--- begin DATASET RECORDS ---

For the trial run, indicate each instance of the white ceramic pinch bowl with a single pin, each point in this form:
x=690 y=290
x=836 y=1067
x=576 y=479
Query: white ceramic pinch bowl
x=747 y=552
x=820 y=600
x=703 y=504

--- end DATASET RECORDS ---
--- begin DATASET RECORDS ---

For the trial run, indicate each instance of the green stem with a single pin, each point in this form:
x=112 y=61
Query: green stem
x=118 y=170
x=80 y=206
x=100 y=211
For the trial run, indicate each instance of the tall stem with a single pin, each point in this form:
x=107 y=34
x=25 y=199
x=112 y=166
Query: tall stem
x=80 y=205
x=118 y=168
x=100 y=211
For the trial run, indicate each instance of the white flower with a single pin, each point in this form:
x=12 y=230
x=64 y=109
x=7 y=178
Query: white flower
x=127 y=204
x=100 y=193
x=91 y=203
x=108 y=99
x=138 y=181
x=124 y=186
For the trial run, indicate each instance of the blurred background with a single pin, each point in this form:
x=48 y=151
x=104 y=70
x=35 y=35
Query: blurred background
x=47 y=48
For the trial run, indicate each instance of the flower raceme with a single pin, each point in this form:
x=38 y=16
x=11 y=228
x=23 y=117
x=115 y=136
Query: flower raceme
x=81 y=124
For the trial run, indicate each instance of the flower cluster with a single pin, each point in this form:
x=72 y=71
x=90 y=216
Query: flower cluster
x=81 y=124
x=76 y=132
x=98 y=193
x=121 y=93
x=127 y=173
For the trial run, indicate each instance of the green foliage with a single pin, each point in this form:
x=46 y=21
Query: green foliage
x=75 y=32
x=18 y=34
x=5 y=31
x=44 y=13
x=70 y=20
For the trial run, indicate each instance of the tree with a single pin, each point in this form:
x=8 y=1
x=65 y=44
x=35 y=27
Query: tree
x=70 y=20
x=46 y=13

--- end DATASET RECORDS ---

## EXERCISE
Tally the lines in the material above that contain the string "foliage". Give only the number.

## FULL OUTPUT
2